• Problem details: Copy all the entries below exactly, but not the pictures.

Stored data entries
--

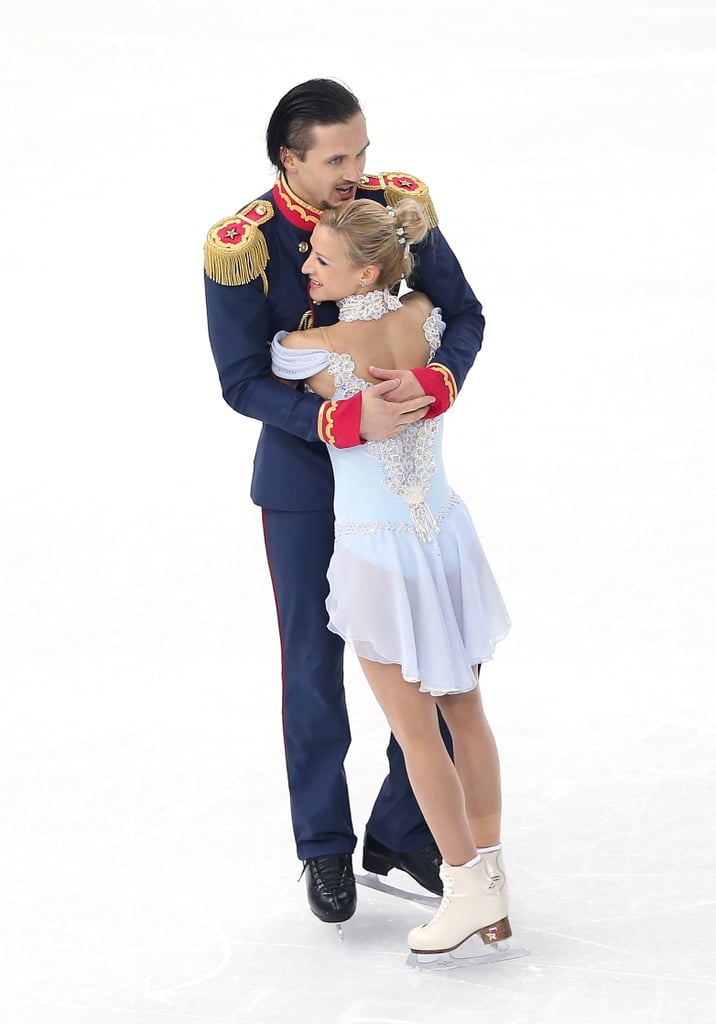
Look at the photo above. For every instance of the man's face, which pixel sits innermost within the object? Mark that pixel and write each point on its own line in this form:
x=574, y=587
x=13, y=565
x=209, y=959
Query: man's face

--

• Task output:
Look at the photo above. For every instance of the man's face, which pixel sits innermost within the object? Mark that pixel and write each point on its own line in this form:
x=574, y=587
x=13, y=565
x=209, y=959
Query: man's face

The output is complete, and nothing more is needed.